[START OF GIVEN RECORDS]

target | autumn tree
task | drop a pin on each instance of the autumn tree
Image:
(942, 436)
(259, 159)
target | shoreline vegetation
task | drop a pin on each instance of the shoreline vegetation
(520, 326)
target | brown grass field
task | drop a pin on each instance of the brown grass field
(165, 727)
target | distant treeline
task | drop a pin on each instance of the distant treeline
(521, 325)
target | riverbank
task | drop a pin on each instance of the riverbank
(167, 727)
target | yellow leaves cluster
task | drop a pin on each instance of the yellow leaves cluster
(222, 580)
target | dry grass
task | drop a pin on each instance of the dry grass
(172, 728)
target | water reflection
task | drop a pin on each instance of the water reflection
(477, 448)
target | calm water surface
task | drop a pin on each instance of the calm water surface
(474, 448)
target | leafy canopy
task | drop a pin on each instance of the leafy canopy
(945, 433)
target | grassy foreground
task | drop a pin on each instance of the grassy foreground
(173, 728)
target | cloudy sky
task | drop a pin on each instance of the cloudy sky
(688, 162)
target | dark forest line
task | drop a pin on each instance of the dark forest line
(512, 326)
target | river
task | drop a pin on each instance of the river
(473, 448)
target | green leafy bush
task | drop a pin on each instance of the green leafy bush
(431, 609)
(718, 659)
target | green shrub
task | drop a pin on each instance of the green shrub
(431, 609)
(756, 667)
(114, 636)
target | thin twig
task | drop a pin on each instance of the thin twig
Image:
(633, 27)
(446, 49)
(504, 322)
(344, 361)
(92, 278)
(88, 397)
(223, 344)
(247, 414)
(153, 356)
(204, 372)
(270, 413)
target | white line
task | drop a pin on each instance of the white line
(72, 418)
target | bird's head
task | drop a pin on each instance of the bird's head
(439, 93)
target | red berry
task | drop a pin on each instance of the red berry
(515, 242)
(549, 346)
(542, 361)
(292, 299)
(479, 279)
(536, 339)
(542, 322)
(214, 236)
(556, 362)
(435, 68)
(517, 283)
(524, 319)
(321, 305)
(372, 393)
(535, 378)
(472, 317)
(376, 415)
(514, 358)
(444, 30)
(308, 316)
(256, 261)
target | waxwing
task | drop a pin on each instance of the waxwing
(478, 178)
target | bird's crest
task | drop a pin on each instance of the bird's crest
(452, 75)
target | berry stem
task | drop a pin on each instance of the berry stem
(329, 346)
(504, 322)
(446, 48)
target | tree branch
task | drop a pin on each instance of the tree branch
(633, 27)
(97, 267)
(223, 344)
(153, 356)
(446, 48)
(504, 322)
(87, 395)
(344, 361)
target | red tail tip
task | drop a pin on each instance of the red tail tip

[END OF GIVEN RECORDS]

GIVEN REQUEST »
Could you set out every line of the records above as a JSON list of strings, one string per line, with blank lines omitted?

FINAL RESULT »
[
  "target | autumn tree",
  "task | drop a pin on each instance of the autumn tree",
  "Image:",
  "(942, 436)",
  "(259, 159)",
  "target | shoreline vegetation",
  "task | drop a pin on each instance of the shoreline vegetation",
  "(520, 326)",
  "target | brown grass field",
  "task | drop a pin on each instance of the brown grass field",
  "(165, 727)",
  "target | distant treeline",
  "task | drop a pin on each instance of the distant treeline",
  "(521, 325)",
  "target | riverbank",
  "task | drop a pin on each instance of the riverbank",
  "(167, 727)",
  "target | yellow leaves cluster",
  "task | drop a pin on each instance of the yellow leaves cluster",
  "(222, 580)",
  "target | dry grass",
  "task | drop a pin on each instance of the dry grass",
  "(172, 728)",
  "target | water reflection",
  "task | drop a pin on each instance of the water reflection",
  "(477, 448)",
  "target | calm water surface",
  "task | drop a pin on each instance of the calm water surface",
  "(474, 448)",
  "target | leafy canopy",
  "task | drop a pin on each instance of the leafy canopy",
  "(945, 433)",
  "target | grassy foreground",
  "task | drop a pin on each instance of the grassy foreground",
  "(173, 728)",
  "target | cloudy sky",
  "task | drop a pin on each instance of the cloudy sky",
  "(688, 162)",
  "target | dark forest line",
  "task | drop a pin on each instance of the dark forest line",
  "(512, 326)",
  "target | river",
  "task | drop a pin on each instance of the river",
  "(473, 448)",
  "target | green leafy bush",
  "task | drop a pin on each instance of the green leafy bush",
  "(431, 609)",
  "(718, 659)",
  "target | green shrub",
  "task | drop a pin on each instance of the green shrub",
  "(431, 609)",
  "(756, 667)",
  "(114, 636)",
  "target | thin twig",
  "task | drop a pin on each instance of the thin twig",
  "Image:",
  "(633, 27)",
  "(446, 49)",
  "(504, 322)",
  "(344, 361)",
  "(92, 278)",
  "(88, 397)",
  "(223, 344)",
  "(247, 414)",
  "(153, 356)",
  "(204, 372)",
  "(270, 413)",
  "target | white line",
  "task | drop a pin on each instance of the white line",
  "(72, 418)",
  "target | bird's head",
  "task | drop a pin on each instance of the bird's head",
  "(439, 93)",
  "target | red berry",
  "task | drop a pin on each instance of the red berry",
  "(515, 242)",
  "(549, 346)",
  "(542, 361)",
  "(292, 299)",
  "(479, 279)",
  "(536, 339)",
  "(542, 322)",
  "(214, 236)",
  "(556, 362)",
  "(435, 68)",
  "(517, 283)",
  "(524, 319)",
  "(321, 305)",
  "(372, 393)",
  "(535, 378)",
  "(472, 317)",
  "(376, 415)",
  "(514, 358)",
  "(444, 30)",
  "(308, 316)",
  "(256, 261)",
  "target | waxwing",
  "task | drop a pin on each instance of the waxwing",
  "(478, 178)",
  "target | bird's crest",
  "task | drop a pin on each instance of the bird's crest",
  "(452, 75)",
  "target | berry stem",
  "task | drop a pin on each instance of the berry stem",
  "(329, 346)",
  "(504, 322)",
  "(446, 48)",
  "target | tree branch",
  "task | drop a pin on each instance of the tree branch",
  "(633, 27)",
  "(97, 267)",
  "(223, 344)",
  "(153, 356)",
  "(446, 48)",
  "(504, 322)",
  "(87, 395)",
  "(344, 361)",
  "target | red tail tip",
  "task | drop a pin on each instance of the red tail tip"
]